Could you write out the records below again, replacing "formatting" with "format" everywhere it occurs and leaving everything else unchanged?

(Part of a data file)
-- START --

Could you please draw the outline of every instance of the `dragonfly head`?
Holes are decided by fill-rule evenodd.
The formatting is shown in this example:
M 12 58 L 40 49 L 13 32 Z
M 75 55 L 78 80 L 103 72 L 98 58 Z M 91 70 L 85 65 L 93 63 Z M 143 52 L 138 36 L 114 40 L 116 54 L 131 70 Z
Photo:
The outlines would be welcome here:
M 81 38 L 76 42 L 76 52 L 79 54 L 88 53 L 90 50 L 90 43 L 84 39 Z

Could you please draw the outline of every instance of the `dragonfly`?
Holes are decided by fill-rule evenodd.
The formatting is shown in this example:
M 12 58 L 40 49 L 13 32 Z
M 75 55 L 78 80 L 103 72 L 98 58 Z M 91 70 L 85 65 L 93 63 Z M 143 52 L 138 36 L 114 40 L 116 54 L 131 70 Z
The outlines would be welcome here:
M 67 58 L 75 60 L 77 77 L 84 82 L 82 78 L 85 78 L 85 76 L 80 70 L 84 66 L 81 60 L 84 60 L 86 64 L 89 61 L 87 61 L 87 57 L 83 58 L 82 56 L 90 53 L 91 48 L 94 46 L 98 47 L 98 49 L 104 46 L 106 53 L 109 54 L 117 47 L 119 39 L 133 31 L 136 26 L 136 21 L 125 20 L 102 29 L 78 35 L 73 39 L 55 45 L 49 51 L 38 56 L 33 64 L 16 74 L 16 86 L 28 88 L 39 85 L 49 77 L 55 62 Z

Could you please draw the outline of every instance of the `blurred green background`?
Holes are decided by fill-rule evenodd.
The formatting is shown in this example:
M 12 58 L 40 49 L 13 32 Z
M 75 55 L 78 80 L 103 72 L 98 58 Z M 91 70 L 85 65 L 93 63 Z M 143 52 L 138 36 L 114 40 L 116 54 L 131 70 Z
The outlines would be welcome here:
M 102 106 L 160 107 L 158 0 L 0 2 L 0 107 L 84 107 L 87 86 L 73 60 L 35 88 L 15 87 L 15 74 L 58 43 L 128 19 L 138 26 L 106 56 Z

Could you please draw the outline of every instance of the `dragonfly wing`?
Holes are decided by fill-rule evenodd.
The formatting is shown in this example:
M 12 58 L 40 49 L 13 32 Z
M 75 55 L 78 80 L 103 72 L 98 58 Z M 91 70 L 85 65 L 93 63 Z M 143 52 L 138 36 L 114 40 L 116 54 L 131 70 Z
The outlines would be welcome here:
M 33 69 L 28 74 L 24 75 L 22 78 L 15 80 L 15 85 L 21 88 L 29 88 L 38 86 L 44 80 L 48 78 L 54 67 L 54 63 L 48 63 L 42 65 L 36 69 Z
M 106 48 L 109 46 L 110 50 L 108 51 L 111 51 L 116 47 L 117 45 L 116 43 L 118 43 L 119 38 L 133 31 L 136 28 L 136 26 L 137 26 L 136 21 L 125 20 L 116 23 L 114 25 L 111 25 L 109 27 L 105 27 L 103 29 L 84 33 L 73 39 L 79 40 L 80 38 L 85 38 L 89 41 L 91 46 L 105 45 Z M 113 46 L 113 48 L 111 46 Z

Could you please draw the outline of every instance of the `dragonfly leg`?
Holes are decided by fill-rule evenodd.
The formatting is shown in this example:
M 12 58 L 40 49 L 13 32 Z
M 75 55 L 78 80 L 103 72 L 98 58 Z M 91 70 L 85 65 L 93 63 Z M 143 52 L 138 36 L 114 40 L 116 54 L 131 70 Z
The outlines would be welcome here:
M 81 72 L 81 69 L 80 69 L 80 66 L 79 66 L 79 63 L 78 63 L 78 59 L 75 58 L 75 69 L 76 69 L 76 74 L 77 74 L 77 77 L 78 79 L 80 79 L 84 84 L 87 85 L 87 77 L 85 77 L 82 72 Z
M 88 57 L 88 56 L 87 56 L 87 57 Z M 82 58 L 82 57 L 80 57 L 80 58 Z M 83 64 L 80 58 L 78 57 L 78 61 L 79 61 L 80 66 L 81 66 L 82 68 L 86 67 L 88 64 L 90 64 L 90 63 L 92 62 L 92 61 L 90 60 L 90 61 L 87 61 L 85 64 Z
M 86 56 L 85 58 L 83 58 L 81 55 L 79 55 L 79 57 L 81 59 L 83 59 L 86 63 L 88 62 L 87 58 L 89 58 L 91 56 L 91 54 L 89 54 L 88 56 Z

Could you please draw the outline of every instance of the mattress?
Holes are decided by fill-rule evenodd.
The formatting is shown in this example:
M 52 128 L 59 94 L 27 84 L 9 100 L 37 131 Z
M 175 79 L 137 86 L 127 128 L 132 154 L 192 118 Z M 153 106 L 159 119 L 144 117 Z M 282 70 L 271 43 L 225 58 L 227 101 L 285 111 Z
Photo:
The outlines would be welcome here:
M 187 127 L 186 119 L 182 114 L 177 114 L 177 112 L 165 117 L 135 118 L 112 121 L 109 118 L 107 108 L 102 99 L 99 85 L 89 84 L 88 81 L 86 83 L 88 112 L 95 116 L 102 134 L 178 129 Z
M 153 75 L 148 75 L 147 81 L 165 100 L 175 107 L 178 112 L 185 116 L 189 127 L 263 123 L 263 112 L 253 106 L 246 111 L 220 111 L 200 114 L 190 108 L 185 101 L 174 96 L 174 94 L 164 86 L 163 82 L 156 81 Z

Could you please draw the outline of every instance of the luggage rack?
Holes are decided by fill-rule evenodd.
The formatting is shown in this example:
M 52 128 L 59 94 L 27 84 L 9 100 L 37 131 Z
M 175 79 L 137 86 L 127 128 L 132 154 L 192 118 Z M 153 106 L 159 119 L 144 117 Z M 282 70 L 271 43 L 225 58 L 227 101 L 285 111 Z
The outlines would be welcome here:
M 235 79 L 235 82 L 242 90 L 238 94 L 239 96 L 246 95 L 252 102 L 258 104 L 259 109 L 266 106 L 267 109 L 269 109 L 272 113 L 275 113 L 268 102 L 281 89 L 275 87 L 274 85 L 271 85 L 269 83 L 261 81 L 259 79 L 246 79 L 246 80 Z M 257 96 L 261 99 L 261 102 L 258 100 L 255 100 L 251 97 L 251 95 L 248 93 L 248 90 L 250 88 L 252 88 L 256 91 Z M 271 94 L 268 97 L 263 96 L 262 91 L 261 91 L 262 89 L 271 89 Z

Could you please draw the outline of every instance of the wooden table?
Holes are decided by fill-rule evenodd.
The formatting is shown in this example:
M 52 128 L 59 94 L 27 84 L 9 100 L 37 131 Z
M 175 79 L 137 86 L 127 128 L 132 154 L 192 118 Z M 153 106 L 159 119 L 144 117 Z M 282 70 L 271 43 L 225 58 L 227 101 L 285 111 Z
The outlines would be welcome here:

-- END --

Answer to this problem:
Could you please draw the outline of every instance of the `dragonfly head`?
Holes are decided by fill-rule evenodd.
The format is shown in this example:
M 12 58 L 40 49 L 13 32 Z
M 75 55 L 78 80 L 103 72 L 98 58 Z M 91 70 L 85 65 L 93 63 Z M 143 52 L 138 36 L 114 40 L 116 54 L 131 70 Z
Photo:
The outlines would be welcome here:
M 81 38 L 76 42 L 76 52 L 79 54 L 88 53 L 90 50 L 90 43 L 84 39 Z

Could you please draw the outline of every instance of the `dragonfly`?
Holes are decided by fill-rule evenodd.
The format is shown in this example:
M 12 58 L 40 49 L 13 32 Z
M 75 55 L 78 80 L 103 72 L 98 58 Z M 91 70 L 85 65 L 93 63 Z M 143 52 L 138 36 L 114 40 L 116 54 L 131 70 Z
The outlines would be welcome here:
M 67 58 L 75 60 L 77 77 L 84 82 L 82 78 L 85 78 L 85 76 L 80 70 L 84 66 L 81 60 L 84 60 L 86 64 L 89 61 L 87 61 L 87 57 L 83 58 L 82 56 L 90 53 L 91 48 L 94 46 L 98 47 L 98 49 L 104 46 L 106 53 L 109 54 L 117 47 L 119 39 L 133 31 L 136 26 L 136 21 L 125 20 L 102 29 L 78 35 L 73 39 L 55 45 L 49 51 L 38 56 L 33 64 L 16 74 L 16 86 L 28 88 L 39 85 L 49 77 L 55 62 Z

Could you please draw the outline of every instance of the `blurred green background`?
Holes are decided by fill-rule evenodd.
The format is shown in this example:
M 12 58 L 40 49 L 13 32 Z
M 75 55 L 78 80 L 103 72 L 98 58 Z M 91 70 L 85 65 L 93 63 Z M 143 52 L 138 36 L 114 40 L 116 54 L 131 70 Z
The outlines would be welcome here:
M 102 106 L 160 107 L 158 0 L 0 2 L 0 107 L 84 107 L 87 86 L 73 60 L 35 88 L 15 87 L 15 74 L 58 43 L 128 19 L 138 26 L 106 56 Z

Could you please draw the outline of every instance of the `dragonfly wing`?
Holes are decided by fill-rule evenodd.
The format is shown in this example:
M 12 58 L 40 49 L 13 32 Z
M 75 55 L 78 80 L 103 72 L 98 58 Z M 91 70 L 85 65 L 93 63 Z M 143 52 L 138 36 L 114 40 L 116 54 L 131 70 Z
The outlines would be welcome here:
M 33 69 L 28 74 L 24 75 L 22 78 L 15 80 L 15 85 L 21 88 L 29 88 L 38 86 L 44 80 L 48 78 L 54 67 L 54 63 L 48 63 L 42 65 L 36 69 Z
M 106 48 L 109 46 L 110 50 L 108 51 L 111 51 L 116 47 L 117 45 L 116 43 L 118 43 L 119 38 L 133 31 L 136 28 L 136 26 L 137 26 L 136 21 L 125 20 L 116 23 L 114 25 L 111 25 L 109 27 L 105 27 L 103 29 L 84 33 L 73 39 L 79 40 L 80 38 L 85 38 L 89 41 L 91 46 L 105 45 Z M 113 46 L 113 48 L 111 46 Z

Could you please draw the outline of every instance of the `dragonfly leg`?
Holes are decided by fill-rule evenodd.
The format is shown in this example:
M 12 58 L 40 49 L 13 32 Z
M 75 55 L 78 80 L 103 72 L 98 58 Z M 91 70 L 85 65 L 93 63 Z M 143 52 L 138 36 L 114 40 L 116 54 L 131 70 Z
The outlines would be welcome here:
M 81 72 L 81 69 L 80 69 L 80 66 L 79 66 L 79 63 L 78 63 L 78 59 L 75 58 L 75 69 L 76 69 L 76 74 L 77 74 L 77 77 L 78 79 L 80 79 L 84 84 L 87 85 L 87 77 L 85 77 L 82 72 Z
M 88 57 L 88 56 L 87 56 L 87 57 Z M 82 58 L 82 57 L 80 57 L 80 58 Z M 83 64 L 80 58 L 78 57 L 78 61 L 79 61 L 80 66 L 81 66 L 82 68 L 86 67 L 88 64 L 90 64 L 90 63 L 92 62 L 92 61 L 90 60 L 90 61 L 87 61 L 85 64 Z
M 86 56 L 85 58 L 83 58 L 81 55 L 79 55 L 79 57 L 81 59 L 83 59 L 86 63 L 88 62 L 87 58 L 89 58 L 91 56 L 91 54 L 89 54 L 88 56 Z

Could you please draw the outline of every instance of the mattress?
Holes are decided by fill-rule evenodd.
The format is shown in this example:
M 52 128 L 59 94 L 27 84 L 9 100 L 37 131 Z
M 175 79 L 137 86 L 127 128 L 132 154 L 192 118 Z M 153 106 L 159 119 L 144 117 Z M 282 70 L 271 43 L 225 58 L 227 101 L 285 111 Z
Photo:
The outlines would be welcome here:
M 187 127 L 186 119 L 182 114 L 177 114 L 177 112 L 165 117 L 135 118 L 112 121 L 109 118 L 107 108 L 102 99 L 99 85 L 89 84 L 88 81 L 86 83 L 88 112 L 95 116 L 102 134 L 178 129 Z
M 153 75 L 148 75 L 147 81 L 165 100 L 175 107 L 178 112 L 185 116 L 189 127 L 263 123 L 263 112 L 253 106 L 246 111 L 220 111 L 200 114 L 190 108 L 185 101 L 174 96 L 174 94 L 164 86 L 163 82 L 156 81 Z

Could you please draw the outline of every instance of the luggage rack?
Holes are decided by fill-rule evenodd.
The format is shown in this example:
M 52 128 L 59 94 L 27 84 L 9 100 L 37 131 Z
M 175 79 L 137 86 L 127 128 L 132 154 L 192 118 Z M 153 106 L 159 119 L 144 117 Z M 282 70 L 271 43 L 225 58 L 227 101 L 285 111 Z
The outlines would be welcome here:
M 235 79 L 235 82 L 242 90 L 238 94 L 239 96 L 246 95 L 252 102 L 258 104 L 259 109 L 266 106 L 267 109 L 269 109 L 272 113 L 275 113 L 268 102 L 281 89 L 275 87 L 274 85 L 271 85 L 269 83 L 261 81 L 259 79 L 246 79 L 246 80 Z M 257 96 L 261 99 L 261 102 L 258 100 L 255 100 L 251 97 L 251 95 L 248 93 L 248 90 L 250 88 L 252 88 L 256 91 Z M 271 94 L 268 97 L 263 96 L 262 91 L 261 91 L 262 89 L 271 89 Z

Could you please draw the outline of every instance of the wooden table?
Holes are decided by fill-rule evenodd.
The format is shown in this example:
M 52 128 L 59 94 L 27 84 L 9 100 L 37 131 Z
M 175 79 L 137 86 L 127 128 L 132 154 L 192 118 Z M 153 106 L 159 119 L 144 117 Z M 282 70 L 271 43 L 225 58 L 227 101 L 285 111 Z
The outlines would be welcome here:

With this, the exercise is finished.